__Text for analysis__
What is it like to have depression?

I can’t speak for anyone else, but for me, it’s an extreme level of sadness. It’s so difficult to get out of bed, and almost impossible to manage day-to-day functioning.

It’s constant despair.

It wasn’t always like this, but in 2011, I went through a traumatic experience that completely changed my life. It’s left me struggling with treatment-resistant major depression. This means, while I’ve tried various treatments out there, they haven’t worked. It’s frustrating because, there’s no magic pill. There’s no magic to make this better. No one wants this.

Every aspect of my life is affected. Depression makes it difficult for me to navigate friendships and family dynamics. It also takes a huge toll on self-care. Things like hygiene, diet and sleep, all suffer because of depression. It decimates my self-worth. Depression fuels hopelessness.

Treatments for depression

I’ve done so many different types of therapy and treatments. Whether it’s cognitive behavioural therapy, dialectic behavioural therapy, talk therapy, medication, therapy for PTSD – none of it seems to work.

I’ve even tried repetitive transcranial magnetic stimulation, or rTMS, which uses a magnetic field to alter brain activity, but there was no change. The depression remained.

After multiple treatments, medications, group therapy, and other programs – I feel like I’ve tried everything I can. Through the constant struggle, I’ve given a lot of effort and feel like I’ve exhausted my options.

__Tasks for this exercise__
A. Print the passage of the account of depression between "I can’t speak" and "Depression fuels hopelessness.", inclusive.
B. Carry on the account of living with depression from the point where it stops.
The records that come next are separate material and have no connection to the account of depression.

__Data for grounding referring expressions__
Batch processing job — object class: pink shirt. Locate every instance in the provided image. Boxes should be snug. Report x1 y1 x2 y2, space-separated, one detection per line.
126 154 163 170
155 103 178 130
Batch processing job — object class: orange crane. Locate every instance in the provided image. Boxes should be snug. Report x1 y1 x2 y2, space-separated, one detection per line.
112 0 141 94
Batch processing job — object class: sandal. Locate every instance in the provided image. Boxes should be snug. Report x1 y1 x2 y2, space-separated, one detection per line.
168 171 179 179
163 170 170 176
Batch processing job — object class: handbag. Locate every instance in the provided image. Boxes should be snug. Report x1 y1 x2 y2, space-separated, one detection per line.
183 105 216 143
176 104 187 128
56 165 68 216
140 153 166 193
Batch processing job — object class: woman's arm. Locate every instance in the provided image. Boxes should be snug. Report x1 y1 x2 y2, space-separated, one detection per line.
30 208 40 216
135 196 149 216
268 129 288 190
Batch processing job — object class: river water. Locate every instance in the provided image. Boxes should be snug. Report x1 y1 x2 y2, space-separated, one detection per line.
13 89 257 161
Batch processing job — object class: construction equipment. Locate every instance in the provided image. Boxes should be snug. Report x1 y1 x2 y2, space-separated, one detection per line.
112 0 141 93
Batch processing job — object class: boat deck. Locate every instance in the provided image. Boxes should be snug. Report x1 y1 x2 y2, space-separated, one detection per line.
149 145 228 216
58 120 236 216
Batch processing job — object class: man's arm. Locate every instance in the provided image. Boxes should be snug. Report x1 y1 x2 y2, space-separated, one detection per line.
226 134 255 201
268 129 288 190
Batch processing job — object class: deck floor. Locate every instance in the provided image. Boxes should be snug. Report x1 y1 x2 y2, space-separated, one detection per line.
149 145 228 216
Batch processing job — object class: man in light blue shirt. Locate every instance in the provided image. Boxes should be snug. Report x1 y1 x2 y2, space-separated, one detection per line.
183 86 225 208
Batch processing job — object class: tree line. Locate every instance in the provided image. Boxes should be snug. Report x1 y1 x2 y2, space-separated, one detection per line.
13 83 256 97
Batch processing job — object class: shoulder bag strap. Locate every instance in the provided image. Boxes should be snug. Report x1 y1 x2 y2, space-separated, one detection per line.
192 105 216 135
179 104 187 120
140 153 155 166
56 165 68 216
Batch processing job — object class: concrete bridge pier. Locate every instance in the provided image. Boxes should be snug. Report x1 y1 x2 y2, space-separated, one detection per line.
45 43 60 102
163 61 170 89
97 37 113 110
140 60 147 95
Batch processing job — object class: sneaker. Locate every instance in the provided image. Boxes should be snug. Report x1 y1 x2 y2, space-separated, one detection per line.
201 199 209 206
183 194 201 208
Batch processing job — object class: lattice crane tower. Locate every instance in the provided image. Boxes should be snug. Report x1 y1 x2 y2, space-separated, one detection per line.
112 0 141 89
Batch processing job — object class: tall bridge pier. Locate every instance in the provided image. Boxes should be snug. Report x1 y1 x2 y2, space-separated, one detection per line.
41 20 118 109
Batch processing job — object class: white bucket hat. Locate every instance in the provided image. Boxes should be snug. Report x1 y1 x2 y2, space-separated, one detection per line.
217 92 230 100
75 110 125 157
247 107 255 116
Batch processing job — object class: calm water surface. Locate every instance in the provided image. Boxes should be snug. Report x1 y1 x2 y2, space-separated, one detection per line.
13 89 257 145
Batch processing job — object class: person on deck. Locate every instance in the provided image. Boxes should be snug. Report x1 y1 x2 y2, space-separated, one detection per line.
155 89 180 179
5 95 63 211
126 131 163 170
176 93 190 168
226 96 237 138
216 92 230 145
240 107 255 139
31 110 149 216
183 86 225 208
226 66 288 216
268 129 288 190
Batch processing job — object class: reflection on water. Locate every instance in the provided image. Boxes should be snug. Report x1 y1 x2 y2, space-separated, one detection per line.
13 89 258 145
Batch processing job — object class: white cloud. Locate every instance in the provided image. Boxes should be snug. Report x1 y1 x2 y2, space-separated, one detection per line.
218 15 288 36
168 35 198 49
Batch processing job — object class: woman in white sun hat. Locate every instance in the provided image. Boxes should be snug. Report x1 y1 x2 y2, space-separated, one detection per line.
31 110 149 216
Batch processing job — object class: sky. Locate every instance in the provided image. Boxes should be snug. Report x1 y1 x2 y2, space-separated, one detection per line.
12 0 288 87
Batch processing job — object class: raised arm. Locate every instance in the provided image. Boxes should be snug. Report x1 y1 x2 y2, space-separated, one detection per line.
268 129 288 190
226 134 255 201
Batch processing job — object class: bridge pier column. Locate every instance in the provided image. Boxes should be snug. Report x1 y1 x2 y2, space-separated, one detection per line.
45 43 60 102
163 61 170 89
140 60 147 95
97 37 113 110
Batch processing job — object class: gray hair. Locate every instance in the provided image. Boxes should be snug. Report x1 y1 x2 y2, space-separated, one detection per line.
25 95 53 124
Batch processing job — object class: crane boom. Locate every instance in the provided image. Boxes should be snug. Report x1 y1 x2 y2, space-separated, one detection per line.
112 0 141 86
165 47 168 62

__Expected outputs__
A.
I can’t speak for anyone else, but for me, it’s an extreme level of sadness. It’s so difficult to get out of bed, and almost impossible to manage day-to-day functioning.

It’s constant despair.

It wasn’t always like this, but in 2011, I went through a traumatic experience that completely changed my life. It’s left me struggling with treatment-resistant major depression. This means, while I’ve tried various treatments out there, they haven’t worked. It’s frustrating because, there’s no magic pill. There’s no magic to make this better. No one wants this.

Every aspect of my life is affected. Depression makes it difficult for me to navigate friendships and family dynamics. It also takes a huge toll on self-care. Things like hygiene, diet and sleep, all suffer because of depression. It decimates my self-worth. Depression fuels hopelessness.

B.
Scalpel-free brain surgery

I am taking part in a study, to be one of the first patients in a North American clinical trial, to be treated with focused ultrasound (FUS) for depression. It’s still very early and this trial is investigating the safety of FUS. There’s no guarantee this is going to work and I understand the risks involved, however, this possible new treatment gives me a tiny spark of hope that there’s going to be a time in my life where I don’t hate myself and that I am not worthless.

I have a son at home. He means the world to me. He’s the only reason I am still alive. I take care of him and am fortunate to have supportive family and friends who help me make sure he has everything he needs. It’s easier for me to be on autopilot and make sure that I live my life for him because he deserves that. But, at what point do I say, “Wait a second, I need to live my life for me”? Maybe, this surgery is a way for me to say to myself, “Now, is a chance for you to be better.”

I have no idea. The one thing I do know is, I have tried so many therapies, so many treatments and none have made it better. None of them have lifted the blanket of depression that weighs on every aspect of my life. I really have nothing to lose.

To me, the potential to be even a little bit “okay,” is huge. If it does work, then I could go back to work, and I could be more active in society. I’m trying to hold out hope that it’s going to make a difference for me. That life won’t be so bleak.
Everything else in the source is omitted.